Page text:
** START **

Rob Roberts was stripped of the Tory whip after a complaints panel found he abused his position of authority and broke Parliament's sexual misconduct policy.
The Independent Expert Panel (IEP) found the Delyn MP made repeated and unwanted advances towards the man, although the MP insisted his actions were "romantic" rather than sexual.
The suspension will only be imposed if it is approved by MPs and a loophole means Mr Roberts may escape the prospect of his constituents forcing a by-election despite the punishment.
Sir Stephen Irwin, chairman of the IEP, said: "The misconduct demonstrated here was significant.
"It is evident that Mr Roberts MP was in a very powerful position as an employer in relation to the reporter.
"Our conclusion is that the determination of six weeks' suspension from the service of the House was proper and proportionate."
Mr Roberts said in a statement: "In the first half of 2020, I was in a particularly challenging place personally and had taken the decision to leave my marriage of 15 years and come out as being gay.
"At around the same time, I asked a male member of Parliamentary staff to dinner in the hope of striking up a personal relationship. I recognise that this breach of trust in the MP-staff relationship was completely improper and should not have happened.
"I apologised at the time and do so again to the complainant but also to my colleagues, family and most importantly my constituents."
The process for a petition to force a by-election under the Recall of MPs Act 2015 is not triggered by the recommendation of a punishment by the IEP, which did not exist at the time the law was passed.
Therefore, despite the prospect of a six-week suspension, for a recall to be initiated the sanction must be imposed on the recommendation of the Committee on Standards or a similar Commons committee.
The complaint was made in June 2020 that Mr Roberts made "repeated and unwanted sexual advances" to the person who made the complaint and also made "inappropriate comments of a sexual nature and was overly intrusive about his personal life".
The IEP report said Mr Roberts acknowledged that aspects of his behaviour towards the man who made the complaint were inappropriate, and offered an apology.
The case was investigated by the Parliamentary Commission for Standards which found Mr Roberts had breached the sexual misconduct policy.
The MP appealed to the IEP, first against the ruling and then against the proposed sanction.
The recommendation of a six-week suspension takes into account the "abuse of power or authority" by Mr Roberts as an aggravating factor.
The IEP acknowledged that he was going through "several challenges and significant changes in his personal life when he breached the sexual misconduct policy".

** END **

The task:
Quote the part of the article about the MP's suspension that begins with the words containing "The complaint was" and ends with "an aggravating factor.". The lines that come next have no connection to the article about the MP's suspension.

Supplied information:
** START **

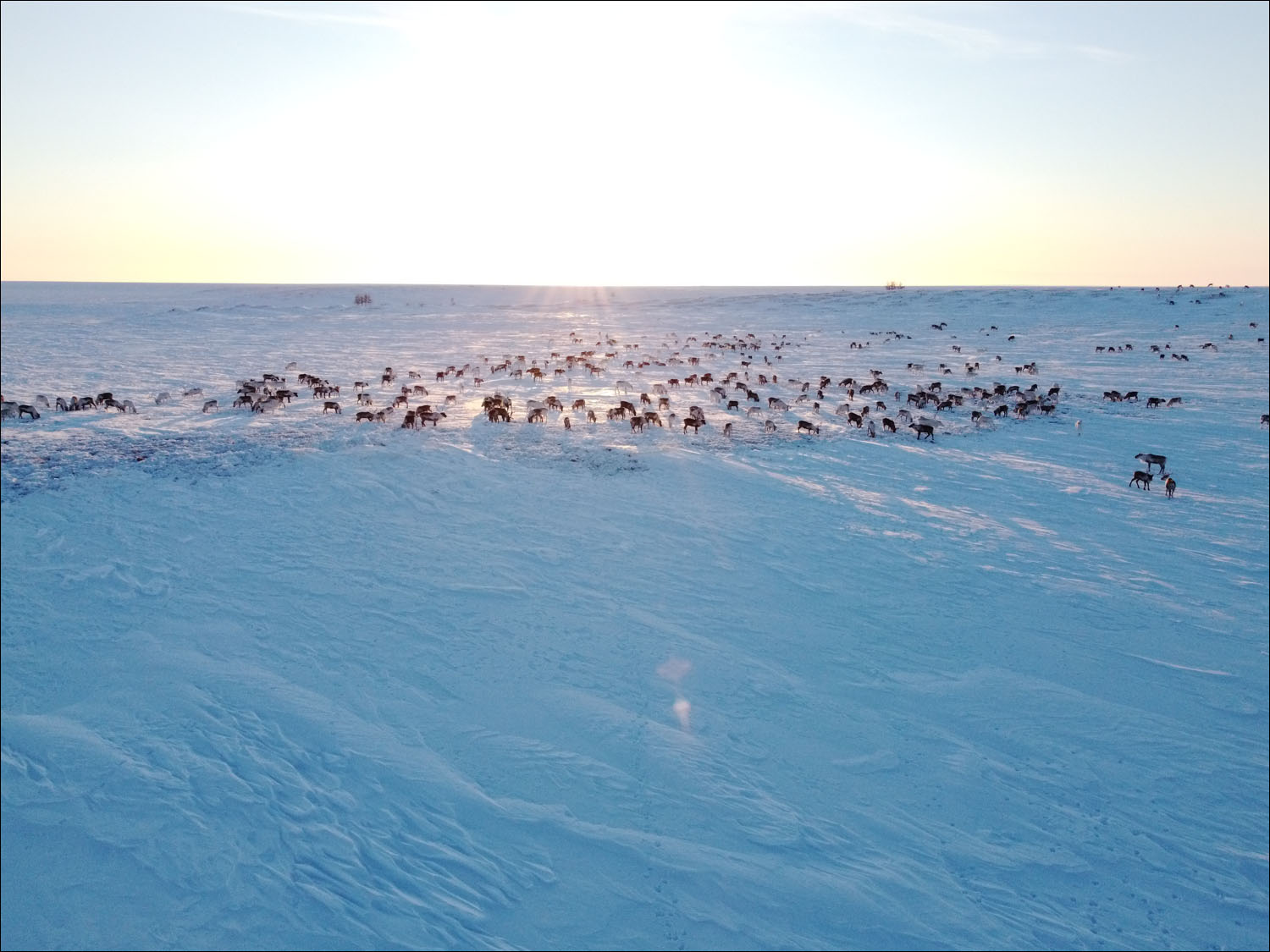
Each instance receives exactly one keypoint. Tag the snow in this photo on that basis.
(287, 680)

** END **

Result below:
The complaint was made in June 2020 that Mr Roberts made "repeated and unwanted sexual advances" to the person who made the complaint and also made "inappropriate comments of a sexual nature and was overly intrusive about his personal life".
The IEP report said Mr Roberts acknowledged that aspects of his behaviour towards the man who made the complaint were inappropriate, and offered an apology.
The case was investigated by the Parliamentary Commission for Standards which found Mr Roberts had breached the sexual misconduct policy.
The MP appealed to the IEP, first against the ruling and then against the proposed sanction.
The recommendation of a six-week suspension takes into account the "abuse of power or authority" by Mr Roberts as an aggravating factor.